■ Pagina ■
§

BILDTSE PLAATSEN – nr 45 – Ouwedyk nr 93

Douwe Zwart – Bildtse Post, 9-11-2005

 

Puzzelen

We staan met beide benen in de Thomas Beuckelaerkavel. Ja, net als onder St.-Jacobiparochie en St.-Annaparochie had Thomas Beuckelaer, een van de vier geldschieters en organisatoren van de bedijking van het Bildt, in 1509 ook onder Vrouwenparochie een kavel. Hij was bijna 590 morgen groot. In het westen werd hij begrensd door de kaarsrechte sloot die ten westen van OBD 93 als een lineaal tot Hamerenweg 2 loopt, in het zuiden door de Zuidhoekstervaart, in het oosten door de Oude Rij en in het noorden door de Oudebildtdijkstervaart. Dat is een grote lap!

De eerste boerderij die wij in deze kavel aan de OBD tegenkomen, werd in 1527 gepacht door Pieter Jansz en Jacob Pietersz, wellicht vader en zoon. Zij pachtten 32 morgen en 539 roede. In 1536 vinden we Jacob Pietersz in de Bildtrekening opgetekend als pachter van slechts 16 morgen en 303 roede Oudbildtland. Van het restant was Pieter Jansz pachter. We weten echter niet bij welke boerderij dit land behoorde; ten oosten van de Attesweg, halverwege OBD en J.P. van der Bildtstraat stonden in 1570 drie boerderijen.

En nu moeten we hier eerst iets uitleggen. We zijn dit jaar op onze tocht wel vaker, maar niet vaak, boerderijen tegengekomen waarvan wij de bewoners in de beginperiode niet wisten. We konden nog zo ons best doen, maar er viel soms geen touw aan de pachters vast te knopen. Nu zijn die beginjaren maar al te vaak een jig saw puzzle, maar soms heb je stukjes die helemaal niet willen passen. Ook hier onder Vrouwenparochie doet zich dat voor. De pachters van de boerderijen tussen Attesweg en Roodpad laten zich in de periode 1527-1640 moeilijk vinden. De bronnen zijn schaars en spreken zich hier in het oosten ook nog tegen. Volgens de kaart van Jan Jansz van 1570 stonden er acht boerderijen tussen Attesweg en Roodpad. Volgens de Gabbemakaart waren dat er negen en volgens de Schotanusatlas waren er rond 1690 tien bouwsels te vinden. Op de Statenkaart van 1735 blijft de teller steken op zes boerderijen en een huis.

§

■ Opdracht 1 ■
Beantwoord deze vragen over de tekst over de Beuckelaerkavel:
(a) Hoe groot was de kavel van Thomas Beuckelaer onder Vrouwenparochie?
(b) In welk jaar pachtten Pieter Jansz en Jacob Pietersz de eerste boerderij aan de OBD in deze kavel?
(c) Hoeveel boerderijen stonden er volgens de kaart van Jan Jansz van 1570 tussen Attesweg en Roodpad?

§

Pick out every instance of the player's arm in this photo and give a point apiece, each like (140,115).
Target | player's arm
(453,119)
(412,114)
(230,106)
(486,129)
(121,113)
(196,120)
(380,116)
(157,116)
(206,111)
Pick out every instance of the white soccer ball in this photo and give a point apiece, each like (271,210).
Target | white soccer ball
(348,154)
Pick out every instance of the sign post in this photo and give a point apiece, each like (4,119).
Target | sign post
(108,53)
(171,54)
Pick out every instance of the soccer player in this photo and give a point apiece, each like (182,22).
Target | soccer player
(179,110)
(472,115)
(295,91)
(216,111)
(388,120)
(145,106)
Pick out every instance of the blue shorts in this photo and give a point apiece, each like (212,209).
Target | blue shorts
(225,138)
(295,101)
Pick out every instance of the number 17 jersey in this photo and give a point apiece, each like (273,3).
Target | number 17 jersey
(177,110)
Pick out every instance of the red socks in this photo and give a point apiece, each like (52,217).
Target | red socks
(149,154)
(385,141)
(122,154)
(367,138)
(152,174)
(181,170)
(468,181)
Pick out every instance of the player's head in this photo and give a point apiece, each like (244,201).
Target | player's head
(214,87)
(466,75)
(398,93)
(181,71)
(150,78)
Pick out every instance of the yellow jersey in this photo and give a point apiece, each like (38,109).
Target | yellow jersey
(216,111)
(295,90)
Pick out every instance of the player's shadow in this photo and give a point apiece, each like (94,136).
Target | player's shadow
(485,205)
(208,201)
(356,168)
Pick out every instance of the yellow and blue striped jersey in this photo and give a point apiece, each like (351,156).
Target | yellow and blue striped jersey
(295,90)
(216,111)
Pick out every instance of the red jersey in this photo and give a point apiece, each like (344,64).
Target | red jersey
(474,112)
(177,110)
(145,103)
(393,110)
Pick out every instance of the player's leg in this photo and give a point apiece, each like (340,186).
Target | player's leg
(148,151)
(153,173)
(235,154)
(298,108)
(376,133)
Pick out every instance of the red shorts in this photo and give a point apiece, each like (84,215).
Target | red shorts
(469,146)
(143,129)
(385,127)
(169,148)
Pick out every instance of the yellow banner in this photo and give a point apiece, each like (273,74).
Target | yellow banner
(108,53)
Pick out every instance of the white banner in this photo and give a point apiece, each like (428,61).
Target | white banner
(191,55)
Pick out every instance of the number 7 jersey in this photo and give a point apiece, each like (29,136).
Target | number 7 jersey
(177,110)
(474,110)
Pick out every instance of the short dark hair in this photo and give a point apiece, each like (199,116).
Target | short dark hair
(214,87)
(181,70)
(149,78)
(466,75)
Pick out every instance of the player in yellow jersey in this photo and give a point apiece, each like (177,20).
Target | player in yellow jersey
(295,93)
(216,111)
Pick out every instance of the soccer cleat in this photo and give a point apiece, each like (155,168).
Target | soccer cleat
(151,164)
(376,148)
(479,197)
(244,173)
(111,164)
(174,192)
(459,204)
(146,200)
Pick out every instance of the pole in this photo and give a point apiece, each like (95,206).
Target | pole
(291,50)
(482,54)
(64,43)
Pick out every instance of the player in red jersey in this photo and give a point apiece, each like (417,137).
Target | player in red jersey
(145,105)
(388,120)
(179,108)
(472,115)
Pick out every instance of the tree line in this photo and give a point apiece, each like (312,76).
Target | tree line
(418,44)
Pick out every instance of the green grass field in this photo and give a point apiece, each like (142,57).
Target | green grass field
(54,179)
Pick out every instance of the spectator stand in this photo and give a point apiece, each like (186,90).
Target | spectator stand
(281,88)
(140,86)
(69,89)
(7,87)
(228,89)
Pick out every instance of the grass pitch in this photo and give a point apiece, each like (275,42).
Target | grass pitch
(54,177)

§

■ Opdracht 2 ■
Haal uit de gegevens elke regel die de tekenreeks "post" bevat. Hoofdletters en kleine letters tellen mee.

■ Antwoord 1 ■
(a) Bijna 590 morgen.
(b) In 1527.
(c) Acht.

■ Antwoord 2 ■
Pick out every instance of the sign post in this photo and give a point apiece, each like (4,119).
Target | sign post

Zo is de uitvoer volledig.